2020年10月13日 | +静岡・愛知

9月にお休みをとって、1泊で静岡~愛知と旅行してきました。浜松と蒲郡にそれぞれ長年行きたかった憧れの場所があり、訪問の夢がようやく実現しました。

ひとつは、浜松市秋野不矩美術館。この美術館のことは、8年前に赤瀬川原平さんの「個人美術館の愉しみ」という本で知りました。秋野不矩 (あきの ふく) さんは浜松出身の女性の日本画家で、6人の子どもを育てながら創作活動を続け、大学で後進の指導にもあたりました。

インドの大学に日本画の客員教授として着任して以来、インドに魅せられた不矩さんは、帰任後も何度もインドに長期滞在を重ね、インドの自然や風土をテーマにした作品を描きました。

地元天竜杉の板壁、鉄平石で葺いた屋根、藁を混ぜた壁、と自然素材を取り入れた建物は、緑豊かな周囲の風景によくなじむ素朴さをもちながら、すっきりと洗練された佇まいです。設計は、赤瀬川原平さんの路上観察仲間でもある藤森照信さんです。

入口を入るとまずはスリッパに履き替え、展示室に入る時は、そのスリッパも脱ぎます。細長い展示室の右側に初期の作品、左に後期の作品、その奥には四角く白い、大きな展示室があります。天井は吹き抜けになっていて、形は違いますが、モンゴルのゲルを思い出しました。

天竜川 1988

不矩さんの故郷、浜松を流れる天竜川。アメリカのホースシューベンドみたいですが、山の緑を映した川、深々とした山並みは、まぎれもなく日本人の心のふるさとともいえる美しい風景です。

アフガニスタン風景 1972

アフガニスタンが舞台の小説「君のためなら千回でも」(The Kite Runner) を思い出しました。そのせいか見たことのない風景なのに、懐かしい気持ちでいっぱいになりました。

帰牛 1995

ここからは奥の四角い展示室の作品です。どれも大作で、展示室のタイルの床に直接腰を下ろして鑑賞すると、雄大さ、おおらかさ、生命力、そして不矩さんの情熱が伝わってきます。画像では作品の大きさ、迫力が伝えられないのが残念です。

上は、雨が降って畑も道も水浸しになった中を、悠々と帰る水牛の群れを描いた作品です。

廃墟II 1989

廃墟と題する作品が3点ありましたが、特に心に残ったのがこの作品。水辺の風景だと思ったら、地平線の向こうに見えるのは空だそうです。荒涼とした風景に心がざわつきます。

### やること
A. この旅行記によると、浜松市秋野不矩美術館の建物を設計したのは誰ですか。
B. この旅行記の「入口を入るとまずは」で始まる段落を、主な内容を残して箇条書きにまとめてください。
ここから先の項目は、この旅行記とは関係ありません。

[ラベル付き領域の輪郭項目]
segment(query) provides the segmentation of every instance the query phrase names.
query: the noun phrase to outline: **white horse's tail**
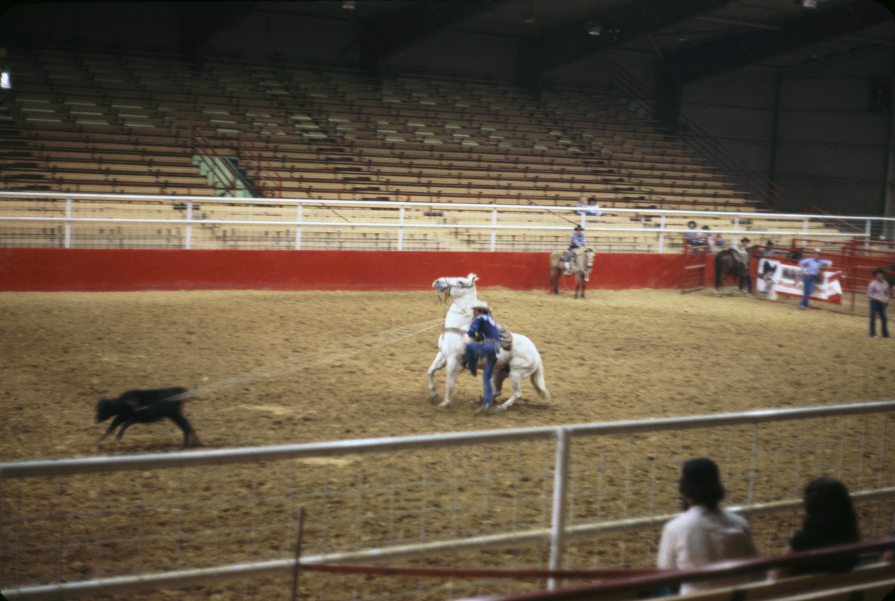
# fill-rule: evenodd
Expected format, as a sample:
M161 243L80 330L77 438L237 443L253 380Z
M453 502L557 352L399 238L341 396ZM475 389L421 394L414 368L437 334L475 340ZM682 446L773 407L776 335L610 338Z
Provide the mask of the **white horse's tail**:
M538 394L545 401L550 400L550 393L547 390L547 384L544 382L544 364L538 361L538 368L532 374L532 385L538 391Z

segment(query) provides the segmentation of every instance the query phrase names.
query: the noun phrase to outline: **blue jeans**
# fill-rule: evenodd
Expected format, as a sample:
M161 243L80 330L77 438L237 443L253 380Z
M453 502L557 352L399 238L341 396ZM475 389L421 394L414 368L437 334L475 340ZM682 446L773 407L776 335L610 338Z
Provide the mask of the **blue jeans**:
M500 343L496 340L485 340L483 343L477 343L474 340L466 344L466 365L470 371L473 366L479 360L479 356L485 357L485 370L482 373L482 386L485 399L482 406L488 409L494 399L494 391L491 389L491 374L494 373L494 364L498 362L498 352L500 351Z
M805 286L805 292L802 292L802 300L798 304L803 307L808 306L808 297L814 292L814 284L817 283L816 277L816 275L805 275L802 277L802 285Z
M879 300L870 301L870 335L876 335L876 315L879 314L880 321L882 322L882 336L889 337L888 317L886 317L886 303Z

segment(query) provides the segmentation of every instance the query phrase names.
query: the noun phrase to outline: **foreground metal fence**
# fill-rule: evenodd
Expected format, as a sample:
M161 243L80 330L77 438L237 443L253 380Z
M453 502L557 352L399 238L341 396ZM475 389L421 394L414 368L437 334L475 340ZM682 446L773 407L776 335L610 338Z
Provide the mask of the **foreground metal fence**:
M720 465L765 554L820 476L866 538L895 527L895 401L643 421L0 464L0 588L284 598L303 563L652 566L683 461ZM325 599L443 599L544 583L303 573ZM156 592L153 592L156 591ZM217 596L217 597L215 597Z
M0 191L0 246L550 251L581 224L598 252L679 252L686 222L727 244L895 240L895 218L390 200ZM706 231L700 229L701 233Z

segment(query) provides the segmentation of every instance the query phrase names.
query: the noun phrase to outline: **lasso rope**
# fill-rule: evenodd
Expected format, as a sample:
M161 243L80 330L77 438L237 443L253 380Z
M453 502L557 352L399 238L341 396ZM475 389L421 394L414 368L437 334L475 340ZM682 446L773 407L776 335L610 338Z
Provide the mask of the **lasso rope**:
M442 319L439 319L438 321L424 321L419 324L401 326L390 330L358 336L343 343L331 344L312 352L302 353L277 363L265 365L244 374L215 382L214 384L208 384L192 390L188 390L185 393L166 399L166 401L185 401L201 394L209 394L226 388L244 385L250 382L278 377L298 369L305 369L317 365L348 359L358 353L378 349L380 346L391 344L405 338L415 336L418 334L430 330L433 327L438 327L443 324L444 320Z

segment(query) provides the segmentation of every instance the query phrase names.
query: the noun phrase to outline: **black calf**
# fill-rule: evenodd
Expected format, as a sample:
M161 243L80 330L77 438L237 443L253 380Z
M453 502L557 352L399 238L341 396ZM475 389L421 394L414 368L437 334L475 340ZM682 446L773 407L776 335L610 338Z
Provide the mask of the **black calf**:
M97 403L97 423L106 421L113 415L115 419L109 425L103 438L112 433L119 424L115 441L132 424L148 424L158 421L163 418L171 419L183 430L183 448L190 446L190 434L196 436L196 431L190 426L183 413L180 412L183 401L169 401L172 397L186 392L186 388L160 388L158 390L129 390L117 399L100 399ZM198 440L198 439L197 439Z

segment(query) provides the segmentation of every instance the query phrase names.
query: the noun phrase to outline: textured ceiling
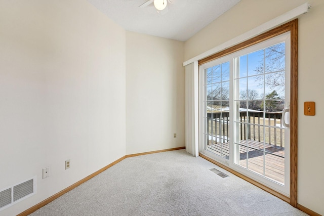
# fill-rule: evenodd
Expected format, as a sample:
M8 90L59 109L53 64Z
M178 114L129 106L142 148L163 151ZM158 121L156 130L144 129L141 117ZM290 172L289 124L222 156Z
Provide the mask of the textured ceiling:
M172 0L159 13L146 0L88 0L126 30L186 41L240 0Z

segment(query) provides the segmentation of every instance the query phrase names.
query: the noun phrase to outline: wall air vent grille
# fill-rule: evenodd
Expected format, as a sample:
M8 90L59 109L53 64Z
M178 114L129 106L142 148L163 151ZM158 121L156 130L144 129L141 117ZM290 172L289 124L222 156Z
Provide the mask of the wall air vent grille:
M32 179L14 187L14 202L33 192L33 180Z
M11 188L0 192L0 208L11 203Z
M36 193L36 177L0 190L0 211Z

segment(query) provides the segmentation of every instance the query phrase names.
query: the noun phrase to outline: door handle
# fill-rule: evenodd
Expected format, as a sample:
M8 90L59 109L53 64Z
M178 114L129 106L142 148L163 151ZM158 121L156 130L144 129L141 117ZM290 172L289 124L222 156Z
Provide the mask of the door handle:
M284 109L284 110L282 110L282 125L284 125L284 126L285 126L286 127L289 127L289 123L287 123L286 122L286 113L289 113L290 112L290 109ZM289 121L290 120L290 118L288 118L288 120Z

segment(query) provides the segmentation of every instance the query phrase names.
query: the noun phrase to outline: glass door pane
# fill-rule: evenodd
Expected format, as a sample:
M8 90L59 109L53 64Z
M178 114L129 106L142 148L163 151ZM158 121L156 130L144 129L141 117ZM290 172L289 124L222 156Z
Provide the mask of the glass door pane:
M229 157L229 62L205 69L205 149Z
M290 88L285 82L285 50L281 42L235 58L234 77L234 162L282 185L286 128L281 116L288 104L285 89Z

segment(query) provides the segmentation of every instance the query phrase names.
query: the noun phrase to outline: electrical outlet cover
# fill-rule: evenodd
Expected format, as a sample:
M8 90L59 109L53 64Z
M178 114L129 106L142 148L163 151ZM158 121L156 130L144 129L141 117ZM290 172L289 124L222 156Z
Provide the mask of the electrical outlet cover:
M45 179L46 178L50 176L50 167L43 168L43 178Z
M65 169L67 169L69 168L70 166L70 159L69 159L68 160L66 160L65 161Z

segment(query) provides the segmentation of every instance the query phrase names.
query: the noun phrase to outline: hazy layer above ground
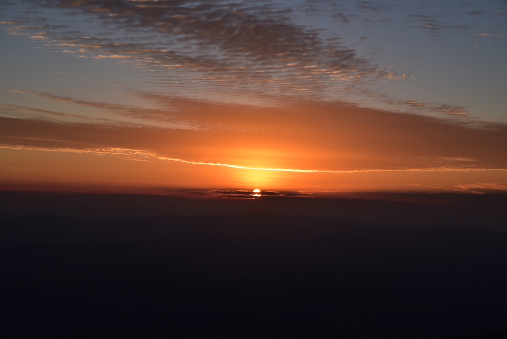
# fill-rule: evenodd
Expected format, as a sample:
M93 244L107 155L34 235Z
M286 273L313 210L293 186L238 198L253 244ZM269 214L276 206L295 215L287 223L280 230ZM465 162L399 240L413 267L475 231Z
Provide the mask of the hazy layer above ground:
M344 192L331 197L55 193L0 191L0 216L49 214L104 220L267 211L382 226L470 225L507 231L507 194Z

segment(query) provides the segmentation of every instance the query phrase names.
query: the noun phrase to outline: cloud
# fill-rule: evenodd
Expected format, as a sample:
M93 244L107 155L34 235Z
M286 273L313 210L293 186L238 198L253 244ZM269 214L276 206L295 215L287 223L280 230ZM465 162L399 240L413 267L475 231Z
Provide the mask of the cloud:
M44 96L146 121L176 121L193 127L5 117L0 118L0 144L28 149L102 150L103 154L107 150L134 150L148 160L237 168L329 172L507 170L505 124L469 124L338 101L289 101L283 108L261 108L136 95L160 109Z
M97 56L92 56L92 57L94 59L103 59L104 58L110 59L131 59L134 57L128 55L97 55Z
M368 2L358 6L384 7ZM185 76L180 82L233 89L247 82L260 92L294 93L321 92L336 82L374 81L387 74L353 49L296 23L292 9L274 3L47 0L44 6L72 9L128 37L52 31L56 46L79 47L96 59L135 59L136 66L164 70L168 77ZM335 17L347 22L350 16Z
M507 191L507 184L491 184L487 183L477 183L458 185L456 187L467 190L479 190L482 191Z

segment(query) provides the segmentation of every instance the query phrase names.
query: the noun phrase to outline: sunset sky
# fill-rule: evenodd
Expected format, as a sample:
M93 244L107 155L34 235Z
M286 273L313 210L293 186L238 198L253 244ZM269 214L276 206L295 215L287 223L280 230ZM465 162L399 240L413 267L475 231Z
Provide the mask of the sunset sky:
M0 0L0 188L505 193L506 60L504 0Z

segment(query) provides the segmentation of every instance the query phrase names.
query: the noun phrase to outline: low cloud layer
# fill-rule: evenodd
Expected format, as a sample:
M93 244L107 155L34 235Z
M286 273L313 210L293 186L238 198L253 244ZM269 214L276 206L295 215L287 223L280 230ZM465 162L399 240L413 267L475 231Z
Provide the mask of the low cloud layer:
M161 109L101 107L186 128L6 117L2 118L0 144L248 167L330 172L507 170L504 124L472 124L340 102L300 101L287 103L284 109L262 108L138 95Z

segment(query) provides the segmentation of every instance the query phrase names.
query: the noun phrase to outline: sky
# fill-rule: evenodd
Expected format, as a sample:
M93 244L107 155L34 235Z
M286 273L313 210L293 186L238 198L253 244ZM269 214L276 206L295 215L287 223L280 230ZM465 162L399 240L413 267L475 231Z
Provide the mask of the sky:
M0 189L507 192L505 0L0 0Z

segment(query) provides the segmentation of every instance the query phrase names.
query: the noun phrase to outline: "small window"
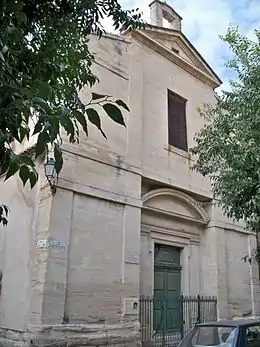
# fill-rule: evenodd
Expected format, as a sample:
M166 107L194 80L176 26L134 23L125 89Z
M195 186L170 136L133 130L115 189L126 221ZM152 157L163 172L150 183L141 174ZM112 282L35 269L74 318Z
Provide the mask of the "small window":
M168 90L168 143L188 151L186 129L186 100Z
M259 347L260 346L260 325L253 325L246 329L246 346Z

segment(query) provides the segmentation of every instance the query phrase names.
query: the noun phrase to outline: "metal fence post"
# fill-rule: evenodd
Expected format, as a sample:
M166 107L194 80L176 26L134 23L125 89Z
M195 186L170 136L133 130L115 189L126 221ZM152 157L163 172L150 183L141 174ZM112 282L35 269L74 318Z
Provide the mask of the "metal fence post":
M200 307L200 302L201 302L201 300L200 300L201 298L200 298L200 295L198 295L197 296L197 303L198 303L198 317L197 317L197 323L201 323L201 311L200 311L200 309L201 309L201 307Z
M184 338L184 312L183 312L183 295L180 297L180 333L181 333L181 338Z

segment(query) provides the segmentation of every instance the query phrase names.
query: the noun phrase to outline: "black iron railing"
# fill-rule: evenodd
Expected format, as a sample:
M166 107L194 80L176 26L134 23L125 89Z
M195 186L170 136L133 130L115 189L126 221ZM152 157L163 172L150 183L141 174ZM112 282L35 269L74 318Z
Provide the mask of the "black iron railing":
M216 319L215 297L140 298L143 346L176 346L195 324Z

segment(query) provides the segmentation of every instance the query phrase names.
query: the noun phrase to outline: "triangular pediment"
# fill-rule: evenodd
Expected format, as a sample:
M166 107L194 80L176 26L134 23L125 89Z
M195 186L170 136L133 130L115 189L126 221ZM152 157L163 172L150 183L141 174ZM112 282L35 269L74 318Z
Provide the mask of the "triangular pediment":
M184 64L186 63L188 70L194 68L197 73L201 73L210 81L214 88L218 87L222 82L212 68L207 64L199 52L193 47L185 35L177 30L171 30L160 27L147 28L139 31L139 35L143 36L145 42L151 40L154 45L158 45L158 48L167 50L167 57L172 55L174 61L179 60ZM137 33L138 34L138 33ZM140 37L139 37L140 39ZM152 45L149 44L152 48ZM158 52L159 49L156 49ZM196 74L197 75L197 74Z
M171 50L197 69L216 79L214 71L195 50L188 39L180 32L173 30L145 30L145 34L159 42L165 48Z

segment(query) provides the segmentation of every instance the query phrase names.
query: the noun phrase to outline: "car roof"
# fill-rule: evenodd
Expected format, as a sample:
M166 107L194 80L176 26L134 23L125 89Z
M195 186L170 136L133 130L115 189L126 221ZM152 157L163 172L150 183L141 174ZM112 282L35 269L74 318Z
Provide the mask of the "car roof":
M260 324L260 319L222 319L219 321L200 323L197 326L227 326L227 327L238 327L246 325Z

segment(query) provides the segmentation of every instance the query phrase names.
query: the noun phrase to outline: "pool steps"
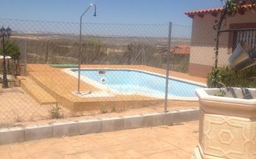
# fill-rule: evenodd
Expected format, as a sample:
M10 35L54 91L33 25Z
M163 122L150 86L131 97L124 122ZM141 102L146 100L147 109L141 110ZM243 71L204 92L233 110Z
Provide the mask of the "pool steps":
M57 100L32 79L27 76L18 76L17 85L41 105L55 105Z

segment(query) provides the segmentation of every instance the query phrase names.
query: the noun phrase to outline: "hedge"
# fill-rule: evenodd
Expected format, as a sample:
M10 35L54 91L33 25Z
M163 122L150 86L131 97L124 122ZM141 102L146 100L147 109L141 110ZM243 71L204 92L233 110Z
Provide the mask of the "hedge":
M229 66L218 67L213 69L208 76L208 87L256 87L256 66L236 71Z

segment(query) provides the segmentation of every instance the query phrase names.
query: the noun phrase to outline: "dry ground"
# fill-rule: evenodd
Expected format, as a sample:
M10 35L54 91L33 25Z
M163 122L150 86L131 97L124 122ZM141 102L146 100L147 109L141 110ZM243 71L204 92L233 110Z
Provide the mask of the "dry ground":
M106 116L119 116L152 112L163 112L163 100L147 107L127 110L101 110L73 113L60 106L62 119L51 119L49 111L55 105L40 105L21 87L0 89L0 127L15 125L29 125L48 123L54 121L99 118ZM198 102L172 101L168 103L168 110L174 110L198 108Z

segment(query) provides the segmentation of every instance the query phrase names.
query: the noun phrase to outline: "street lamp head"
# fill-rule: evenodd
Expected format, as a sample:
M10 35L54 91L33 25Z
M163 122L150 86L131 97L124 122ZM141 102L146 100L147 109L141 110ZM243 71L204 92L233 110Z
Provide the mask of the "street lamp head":
M6 28L2 26L0 28L0 36L4 36L5 35Z
M7 35L7 36L8 37L9 37L11 36L11 33L12 33L12 30L9 27L9 26L8 26L8 27L6 28L6 35Z

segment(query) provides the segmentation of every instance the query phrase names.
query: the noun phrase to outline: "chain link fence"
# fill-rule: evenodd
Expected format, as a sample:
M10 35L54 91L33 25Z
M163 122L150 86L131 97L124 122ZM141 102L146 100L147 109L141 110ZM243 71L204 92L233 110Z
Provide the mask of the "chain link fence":
M0 90L1 126L163 112L166 97L167 110L196 108L194 90L206 87L214 63L214 41L202 42L213 30L171 24L169 33L168 24L83 24L78 93L78 23L1 19L0 24L12 30L1 70L3 77L7 69L9 87Z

### 解答例
A. 藤森照信さんです。

B.
- 入口でスリッパに履き替え、展示室に入るときはそのスリッパも脱ぐ
- 細長い展示室の右側には初期の作品、左側には後期の作品が並ぶ
- その奥に、四角く白い大きな展示室がある
- 天井は吹き抜けで、形は違うがモンゴルのゲルを思い出させる